* [SOURCE RECORDS]
══════════════════════════════

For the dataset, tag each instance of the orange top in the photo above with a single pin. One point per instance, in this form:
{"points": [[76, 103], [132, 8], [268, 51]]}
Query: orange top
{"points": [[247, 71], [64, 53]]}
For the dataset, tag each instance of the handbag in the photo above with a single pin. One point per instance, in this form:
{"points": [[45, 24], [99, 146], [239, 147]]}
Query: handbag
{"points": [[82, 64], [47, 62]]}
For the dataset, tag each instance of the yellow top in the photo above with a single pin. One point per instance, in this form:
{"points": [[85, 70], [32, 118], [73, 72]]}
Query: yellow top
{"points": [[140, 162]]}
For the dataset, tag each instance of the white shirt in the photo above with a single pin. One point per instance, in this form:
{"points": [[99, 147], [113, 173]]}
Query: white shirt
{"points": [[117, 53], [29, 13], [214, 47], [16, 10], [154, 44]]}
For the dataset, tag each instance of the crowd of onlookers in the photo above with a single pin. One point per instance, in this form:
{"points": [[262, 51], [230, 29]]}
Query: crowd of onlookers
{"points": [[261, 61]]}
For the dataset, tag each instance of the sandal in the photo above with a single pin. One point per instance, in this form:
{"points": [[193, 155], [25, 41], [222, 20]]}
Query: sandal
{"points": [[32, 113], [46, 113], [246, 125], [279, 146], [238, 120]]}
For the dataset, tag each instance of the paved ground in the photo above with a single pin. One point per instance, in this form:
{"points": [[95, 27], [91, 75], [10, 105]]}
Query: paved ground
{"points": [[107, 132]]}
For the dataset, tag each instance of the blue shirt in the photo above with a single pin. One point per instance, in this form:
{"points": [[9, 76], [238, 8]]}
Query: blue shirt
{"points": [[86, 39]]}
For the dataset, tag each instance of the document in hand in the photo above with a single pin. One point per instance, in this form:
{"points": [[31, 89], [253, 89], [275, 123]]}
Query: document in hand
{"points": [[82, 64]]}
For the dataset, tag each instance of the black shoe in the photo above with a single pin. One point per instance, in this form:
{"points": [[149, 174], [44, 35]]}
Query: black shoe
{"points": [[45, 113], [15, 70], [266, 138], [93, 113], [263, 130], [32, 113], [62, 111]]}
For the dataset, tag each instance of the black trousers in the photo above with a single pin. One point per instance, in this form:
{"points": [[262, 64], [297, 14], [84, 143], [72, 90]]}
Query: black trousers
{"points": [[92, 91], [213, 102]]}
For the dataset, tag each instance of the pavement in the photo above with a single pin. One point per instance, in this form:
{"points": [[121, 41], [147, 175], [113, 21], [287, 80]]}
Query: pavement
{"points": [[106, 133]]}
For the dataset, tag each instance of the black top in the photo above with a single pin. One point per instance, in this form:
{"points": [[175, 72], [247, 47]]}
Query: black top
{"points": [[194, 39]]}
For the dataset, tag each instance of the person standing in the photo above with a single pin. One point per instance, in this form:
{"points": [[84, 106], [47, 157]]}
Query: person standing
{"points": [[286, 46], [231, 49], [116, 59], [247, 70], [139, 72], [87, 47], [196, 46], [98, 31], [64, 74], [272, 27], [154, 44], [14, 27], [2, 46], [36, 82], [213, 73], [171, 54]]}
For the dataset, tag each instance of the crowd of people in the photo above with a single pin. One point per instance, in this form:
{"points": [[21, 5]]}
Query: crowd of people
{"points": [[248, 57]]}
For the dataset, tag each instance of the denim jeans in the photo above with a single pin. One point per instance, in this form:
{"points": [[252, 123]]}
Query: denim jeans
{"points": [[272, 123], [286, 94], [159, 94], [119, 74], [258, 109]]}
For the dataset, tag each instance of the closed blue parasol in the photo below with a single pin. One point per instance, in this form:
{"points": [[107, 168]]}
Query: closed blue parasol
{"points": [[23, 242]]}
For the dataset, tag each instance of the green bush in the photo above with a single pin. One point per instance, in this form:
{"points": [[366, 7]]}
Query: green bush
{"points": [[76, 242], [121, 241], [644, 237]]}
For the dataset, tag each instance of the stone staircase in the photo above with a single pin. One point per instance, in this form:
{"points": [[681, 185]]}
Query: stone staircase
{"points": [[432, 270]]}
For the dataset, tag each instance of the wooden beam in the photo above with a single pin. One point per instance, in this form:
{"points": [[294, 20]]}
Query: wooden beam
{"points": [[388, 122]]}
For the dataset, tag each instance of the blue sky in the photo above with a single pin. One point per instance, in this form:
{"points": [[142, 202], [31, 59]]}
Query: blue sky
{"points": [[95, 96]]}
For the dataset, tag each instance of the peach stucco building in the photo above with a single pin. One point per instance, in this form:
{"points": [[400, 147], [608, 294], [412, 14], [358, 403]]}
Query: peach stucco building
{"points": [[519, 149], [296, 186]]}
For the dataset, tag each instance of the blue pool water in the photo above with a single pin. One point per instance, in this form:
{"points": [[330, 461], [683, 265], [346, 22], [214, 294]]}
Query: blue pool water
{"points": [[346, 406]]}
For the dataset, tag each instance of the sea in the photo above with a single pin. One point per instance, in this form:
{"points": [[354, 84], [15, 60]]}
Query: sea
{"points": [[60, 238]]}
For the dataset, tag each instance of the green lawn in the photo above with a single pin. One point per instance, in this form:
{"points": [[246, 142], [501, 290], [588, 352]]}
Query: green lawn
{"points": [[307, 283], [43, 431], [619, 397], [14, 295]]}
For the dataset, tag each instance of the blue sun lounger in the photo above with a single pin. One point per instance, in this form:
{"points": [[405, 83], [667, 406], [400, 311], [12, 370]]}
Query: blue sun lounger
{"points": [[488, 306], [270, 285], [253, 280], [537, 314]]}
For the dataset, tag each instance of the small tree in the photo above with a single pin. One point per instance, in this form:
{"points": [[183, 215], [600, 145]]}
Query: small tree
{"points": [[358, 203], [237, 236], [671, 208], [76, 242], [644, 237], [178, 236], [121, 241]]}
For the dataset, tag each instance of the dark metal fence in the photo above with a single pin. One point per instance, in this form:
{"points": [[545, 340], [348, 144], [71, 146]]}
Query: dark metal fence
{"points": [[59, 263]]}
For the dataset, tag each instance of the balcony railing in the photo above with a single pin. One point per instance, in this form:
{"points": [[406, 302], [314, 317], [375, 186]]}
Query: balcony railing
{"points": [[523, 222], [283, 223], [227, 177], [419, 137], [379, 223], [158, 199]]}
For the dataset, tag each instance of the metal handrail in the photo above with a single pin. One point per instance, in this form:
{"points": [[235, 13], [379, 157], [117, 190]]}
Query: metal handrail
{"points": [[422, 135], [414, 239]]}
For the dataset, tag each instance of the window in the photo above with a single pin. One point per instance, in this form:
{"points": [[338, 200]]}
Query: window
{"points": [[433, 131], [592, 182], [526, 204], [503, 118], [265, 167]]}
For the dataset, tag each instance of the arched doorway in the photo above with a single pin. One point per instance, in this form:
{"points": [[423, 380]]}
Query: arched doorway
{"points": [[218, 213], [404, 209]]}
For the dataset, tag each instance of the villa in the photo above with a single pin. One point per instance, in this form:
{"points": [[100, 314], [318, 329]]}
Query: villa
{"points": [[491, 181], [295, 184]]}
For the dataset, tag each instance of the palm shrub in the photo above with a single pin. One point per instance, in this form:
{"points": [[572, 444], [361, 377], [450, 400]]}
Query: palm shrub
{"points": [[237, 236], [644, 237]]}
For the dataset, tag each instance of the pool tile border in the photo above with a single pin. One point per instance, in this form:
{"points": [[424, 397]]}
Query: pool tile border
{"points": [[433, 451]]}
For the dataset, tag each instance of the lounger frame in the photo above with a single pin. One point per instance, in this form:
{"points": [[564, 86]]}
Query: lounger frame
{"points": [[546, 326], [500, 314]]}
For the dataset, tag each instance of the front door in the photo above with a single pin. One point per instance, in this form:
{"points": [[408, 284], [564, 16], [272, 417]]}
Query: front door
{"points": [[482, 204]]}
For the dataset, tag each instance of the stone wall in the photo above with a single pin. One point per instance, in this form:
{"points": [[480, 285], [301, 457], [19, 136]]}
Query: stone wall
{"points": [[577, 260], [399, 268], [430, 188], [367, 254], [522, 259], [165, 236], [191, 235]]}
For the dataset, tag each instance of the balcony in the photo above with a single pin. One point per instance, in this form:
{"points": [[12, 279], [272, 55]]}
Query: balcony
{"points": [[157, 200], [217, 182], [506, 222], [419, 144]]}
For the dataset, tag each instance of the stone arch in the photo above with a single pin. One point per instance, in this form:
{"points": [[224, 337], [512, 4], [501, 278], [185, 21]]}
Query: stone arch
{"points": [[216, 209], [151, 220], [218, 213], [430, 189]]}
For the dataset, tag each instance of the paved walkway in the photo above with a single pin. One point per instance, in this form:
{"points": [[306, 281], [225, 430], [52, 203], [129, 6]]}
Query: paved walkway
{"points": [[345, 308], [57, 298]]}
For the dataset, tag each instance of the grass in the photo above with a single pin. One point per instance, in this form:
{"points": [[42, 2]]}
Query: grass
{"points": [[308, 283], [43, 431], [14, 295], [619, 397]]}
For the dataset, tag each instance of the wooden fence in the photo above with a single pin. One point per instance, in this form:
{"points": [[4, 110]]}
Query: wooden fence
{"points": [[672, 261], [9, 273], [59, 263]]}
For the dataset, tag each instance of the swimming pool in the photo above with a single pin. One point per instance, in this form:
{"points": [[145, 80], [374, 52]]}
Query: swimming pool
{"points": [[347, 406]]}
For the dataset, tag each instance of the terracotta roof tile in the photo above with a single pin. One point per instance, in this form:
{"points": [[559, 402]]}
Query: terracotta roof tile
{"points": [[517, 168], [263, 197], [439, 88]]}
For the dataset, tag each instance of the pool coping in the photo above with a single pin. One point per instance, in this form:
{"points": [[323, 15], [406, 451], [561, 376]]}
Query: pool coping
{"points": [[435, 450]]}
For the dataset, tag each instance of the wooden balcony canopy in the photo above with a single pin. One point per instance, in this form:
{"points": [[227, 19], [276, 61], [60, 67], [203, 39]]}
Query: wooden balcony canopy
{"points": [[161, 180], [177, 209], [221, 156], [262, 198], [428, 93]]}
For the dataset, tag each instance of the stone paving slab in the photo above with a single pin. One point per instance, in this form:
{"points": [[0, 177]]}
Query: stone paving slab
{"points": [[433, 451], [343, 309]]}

══════════════════════════════

* [WHAT YOU ARE ASKED TO DO] Of the lines above, output exactly those from the line bearing "Query: person standing" through the line bearing "For the dataset, tag each instance of the closed", inclusive.

* [SOLUTION]
Query: person standing
{"points": [[286, 46], [231, 49], [116, 59], [247, 70], [139, 72], [87, 47], [196, 46], [98, 31], [64, 74], [272, 27], [154, 44], [14, 27], [2, 46], [36, 82], [213, 73], [171, 54]]}
For the dataset, tag each instance of the crowd of people in the photo above with a single pin. One point per instance, in this form:
{"points": [[21, 5]]}
Query: crowd of people
{"points": [[248, 57]]}
For the dataset, tag each instance of the denim jeans in the photo above with a single pin. One point per instance, in this form:
{"points": [[252, 123]]}
Query: denim jeans
{"points": [[272, 123], [286, 94], [159, 94], [119, 74], [258, 109]]}
For the dataset, tag each instance of the closed blue parasol in the photo below with a single pin. One point per instance, in this form:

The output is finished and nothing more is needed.